Retype every one of the rows below with no changes at all, but leave the pictures out.

**MATERIAL TO PROCESS**.

>> start

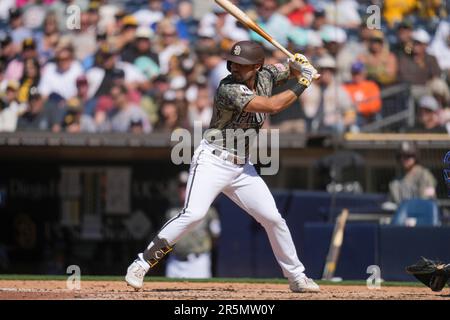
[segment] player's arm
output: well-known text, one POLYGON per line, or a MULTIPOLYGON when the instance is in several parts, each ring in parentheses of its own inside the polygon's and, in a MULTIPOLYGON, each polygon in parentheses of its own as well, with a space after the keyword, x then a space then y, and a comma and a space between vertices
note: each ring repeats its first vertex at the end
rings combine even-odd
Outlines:
POLYGON ((283 111, 294 103, 300 94, 307 88, 299 83, 297 83, 296 86, 298 86, 298 95, 293 90, 289 89, 272 97, 255 96, 244 108, 244 111, 263 113, 278 113, 283 111))
POLYGON ((264 112, 278 113, 288 108, 299 98, 303 91, 308 88, 315 76, 317 70, 309 63, 303 55, 295 55, 296 60, 289 61, 291 74, 297 75, 298 82, 291 88, 272 97, 255 96, 246 105, 246 112, 264 112))

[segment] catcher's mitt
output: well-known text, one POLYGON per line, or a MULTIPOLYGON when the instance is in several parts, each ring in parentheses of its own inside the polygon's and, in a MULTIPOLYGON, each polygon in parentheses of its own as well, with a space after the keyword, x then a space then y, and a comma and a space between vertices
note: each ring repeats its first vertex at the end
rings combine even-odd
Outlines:
POLYGON ((433 291, 441 291, 450 279, 450 264, 422 257, 416 264, 406 267, 406 272, 433 291))

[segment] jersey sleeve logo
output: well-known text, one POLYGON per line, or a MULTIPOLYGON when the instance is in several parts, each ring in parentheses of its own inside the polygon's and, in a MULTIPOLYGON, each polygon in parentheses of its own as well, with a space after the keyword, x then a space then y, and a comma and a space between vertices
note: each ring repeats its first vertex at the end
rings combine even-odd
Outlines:
POLYGON ((285 71, 287 71, 286 66, 285 66, 284 64, 282 64, 282 63, 277 63, 277 64, 275 64, 274 66, 275 66, 275 68, 277 68, 277 70, 280 71, 280 72, 285 72, 285 71))
POLYGON ((241 91, 245 94, 253 94, 253 91, 244 85, 241 85, 240 88, 241 88, 241 91))

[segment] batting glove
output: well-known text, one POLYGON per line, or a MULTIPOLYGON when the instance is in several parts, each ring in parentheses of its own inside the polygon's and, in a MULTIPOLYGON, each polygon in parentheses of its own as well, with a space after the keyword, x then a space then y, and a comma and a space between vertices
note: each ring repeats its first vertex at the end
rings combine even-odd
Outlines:
POLYGON ((303 54, 296 53, 293 59, 288 59, 288 62, 292 68, 300 71, 301 76, 298 81, 306 87, 309 87, 311 82, 318 76, 316 68, 309 63, 308 58, 303 54))
POLYGON ((314 68, 309 63, 302 66, 302 75, 298 78, 298 82, 303 84, 306 87, 309 87, 314 79, 318 77, 318 72, 316 68, 314 68))

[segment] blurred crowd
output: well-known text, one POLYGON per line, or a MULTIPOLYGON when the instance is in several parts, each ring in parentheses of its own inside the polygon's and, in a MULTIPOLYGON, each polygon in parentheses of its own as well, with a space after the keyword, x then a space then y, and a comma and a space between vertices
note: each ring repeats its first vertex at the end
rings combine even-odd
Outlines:
MULTIPOLYGON (((415 125, 396 130, 450 132, 445 0, 233 2, 322 74, 294 110, 267 126, 359 131, 413 101, 415 125)), ((0 27, 0 131, 7 132, 208 127, 215 89, 228 75, 222 54, 233 43, 260 41, 266 63, 286 61, 205 0, 2 0, 0 27)))

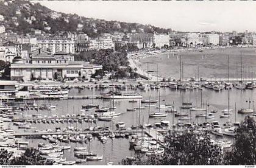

>> end

**SOLUTION**.
[segment] player's arm
output: well-known text, one POLYGON per line, or a MULTIPOLYGON when the instance is in several parts, each ring in parentheses of its own inside the polygon's and, in a MULTIPOLYGON, each polygon in parentheses of its own as well, with a space after the keyword, x then a space then y, and a comma and a space between vertices
note: each ring repeats its first vertex at the end
rings combine even-odd
Outlines:
POLYGON ((283 111, 294 103, 300 94, 307 88, 299 83, 297 83, 296 86, 298 86, 298 95, 293 90, 289 89, 272 97, 255 96, 244 108, 244 111, 263 113, 278 113, 283 111))
POLYGON ((264 112, 278 113, 288 108, 299 98, 303 91, 308 88, 315 76, 317 70, 309 63, 303 55, 295 55, 296 60, 289 61, 291 74, 297 75, 298 82, 291 88, 272 97, 255 96, 246 105, 246 112, 264 112))

[segment] catcher's mitt
output: well-known text, one POLYGON per line, or a MULTIPOLYGON when the instance is in several parts, each ring in parentheses of its own inside the polygon's and, in a MULTIPOLYGON, each polygon in parentheses of its own as well, with a space after the keyword, x then a space then y, and a comma and a space between vertices
note: each ring repeats its first vertex at the end
rings combine even-odd
Outlines:
POLYGON ((433 291, 441 291, 450 279, 450 264, 422 257, 416 264, 406 267, 406 272, 433 291))

[segment] jersey sleeve logo
output: well-known text, one POLYGON per line, or a MULTIPOLYGON when the instance is in several parts, each ring in parentheses of its own inside the polygon's and, in a MULTIPOLYGON, each polygon in parentheses of its own as well, with a space after the keyword, x then a space then y, and a comma and a space between vertices
note: each ring repeats its first vertex at the end
rings combine even-odd
Outlines:
POLYGON ((285 71, 287 71, 286 66, 285 66, 284 64, 282 64, 282 63, 277 63, 277 64, 275 64, 274 66, 275 66, 275 68, 277 68, 277 70, 280 71, 280 72, 285 72, 285 71))
POLYGON ((241 91, 245 94, 253 94, 253 91, 244 85, 241 85, 240 88, 241 88, 241 91))

[segment] batting glove
output: well-known text, one POLYGON per line, or a MULTIPOLYGON when the instance is in several parts, each ring in parentheses of its own inside the polygon's and, in a MULTIPOLYGON, each polygon in parentheses of its own as well, with a space after the keyword, x then a space then y, and a comma and a space between vertices
note: each ring repeats its first vertex at the end
rings combine even-odd
Outlines:
POLYGON ((303 54, 296 53, 293 59, 288 59, 288 62, 292 68, 300 71, 301 76, 298 81, 306 87, 309 87, 311 82, 318 76, 316 68, 309 63, 308 58, 303 54))
POLYGON ((314 68, 309 63, 302 66, 302 75, 298 78, 298 82, 303 84, 306 87, 309 87, 314 79, 318 77, 318 72, 316 68, 314 68))

[segment] blurred crowd
output: well-known text, one POLYGON per line, or a MULTIPOLYGON when the instance is in several parts, each ring in parentheses of its own inside the polygon's and, in a MULTIPOLYGON, each polygon in parentheses of its own as well, with a space after the keyword, x then a space then y, and a comma and a space between vertices
note: each ring repeats its first vertex at the end
rings combine even-odd
Outlines:
MULTIPOLYGON (((415 125, 396 130, 450 132, 445 0, 233 2, 322 74, 294 110, 267 126, 359 131, 413 101, 415 125)), ((0 27, 0 131, 7 132, 208 127, 215 89, 228 75, 222 54, 233 43, 260 41, 266 63, 286 61, 205 0, 2 0, 0 27)))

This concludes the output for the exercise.